* [Quoted text]:
###
Daisy Ridley recently issued a warning on Instagram on the intensity of social media and the strive for perfection. It caught my eye on Facebook, through BBC Radio 1’s article and made me realise how intense social media can be.
I’ve seen a flurry of engagements and babies, new cars and expensive shopping trips, as well as daily gym half-naked selfies and beautiful healthy meals plague my Facebook, Twitter and Instagram feed. I’m so happy that all my friends are doing well and getting on, achieving their life goals at this stage, but it’s easy to get bogged down in the idea that other people have a better life than you.
That’s categorically untrue.
There is immense pressure on young people in particular when they are surrounded by perfect bodies, perfect skin and incredible social lives, to be as good as everyone else. What we see on social media is a heavily edited snippet of others’ lives – something that people have scrutinised over for a considerable time before publishing.
###
* [Data]:
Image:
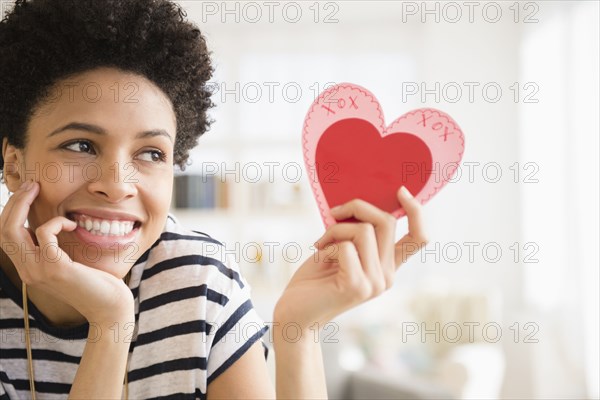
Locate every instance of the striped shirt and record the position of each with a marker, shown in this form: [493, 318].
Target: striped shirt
[194, 319]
###
* [What is asked]:
A - According to the passage on social media pressure, on which platform did Daisy Ridley post her warning?
B - List every thing the writer of the social media passage says has been showing up on their feeds.
C - Carry the social media passage forward from its last sentence.

* [Answers in order]:
A - Instagram

B -
- Engagements
- Babies
- New cars
- Expensive shopping trips
- Daily gym half-naked selfies
- Beautiful healthy meals

C -
It’s a similar story with my job; as a social media…person..I have to be very careful with what I post on the companies’ Twitter and Facebook pages, to ensure a succinct and coherent message. Posts have to be unique, interesting, positive and have to prove to an audience that the company is very successful and useful to their clients.
People do exactly the same thing with their own personal profiles. They want to convey a specific message – some people even go as far as having their own themes on Instagram, meaning the stream of photos that they can post is even more limited.
This is not to say that people don’t address negative issues on social media; people can be quite vocal when something bad has happened to them, as they need their friends’ support. People are quick to assume, however, that because a person’s feed is entirely positive that nothing bad is going on behind the scenes. They may be going through a break-up, or they may be facing severe stress at work that they don’t want to publicise, or they may just being going through a rough patch.
Of course, such things aren’t uploaded to Facebook, but instead are kept private. What makes a person feel better is posting joyful things that make them feel happy, as a sort of distraction from what is going on in the real world.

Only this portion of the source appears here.